> [Objectif visé]
Reprenez l'entretien sur les mobilités dans la Métropole de Montpellier et rédigez sa suite.

##### Extrait

Métropole de Montpellier, Julie Frêche : “nous défendons une mobilité décarbonée, inclusive et solidaire”
Depuis l’arrivée de Michaël Delafosse à la mairie de Montpellier et à la présidence de la Métropole, Julie Frêche, vice-présidente chargée des transports et des mobilités actives à la Métropole de Montpellier, porte à ses côtés des mesures ambitieuses en matière de mobilités.
©Louise Brahiti
Gratuité des transports, multiplication des itinéraires cyclables sécurisés, nouvelles solutions de transport, ras-le-bol des automobilistes, elle répond aux questions de la rédaction.
Aujourd’hui, le territoire de la métropole est sujet à de nombreux changements en matière de mobilités. Quelle est votre stratégie ?

##########
##### Lignes de données

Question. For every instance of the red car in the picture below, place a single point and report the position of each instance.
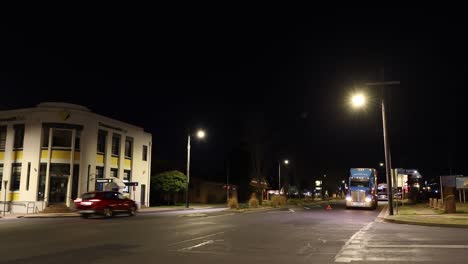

##########

> [En réponse]
Julie Frêche : “Nous pensons que nous ne pouvons pas mener les projets sans avoir une approche globale. La Stratégie Mobilités 2025 de la Métropole de Montpellier est ambitieuse et vise à répondre à de multiples problématiques. La priorité du président de la Métropole et la mienne est de procéder à un rééquilibrage de la ville. Pendant près de trente ans, Montpellier s’est développée vers la mer et nous avons assisté à l’apparition de nouveaux quartiers à l’Est (Antigone, Richter, Consuls de mer, ZAC Port Marianne, Zac République, Zac Cambacérès…). Aujourd’hui, Montpellier ne peut plus s’étendre ; son développement doit se faire par le biais d’un autre projet politique, celui du rééquilibrage. Dans la métropole de Montpellier, il y a de l’hyper-centralité, des quartiers ‘politique de la ville’, des zones périurbaines, des communes périphériques, des secteurs ruraux… Forcément, en fonction du territoire sur lequel on est, on n’accède pas à la même mobilité, à la même alternative.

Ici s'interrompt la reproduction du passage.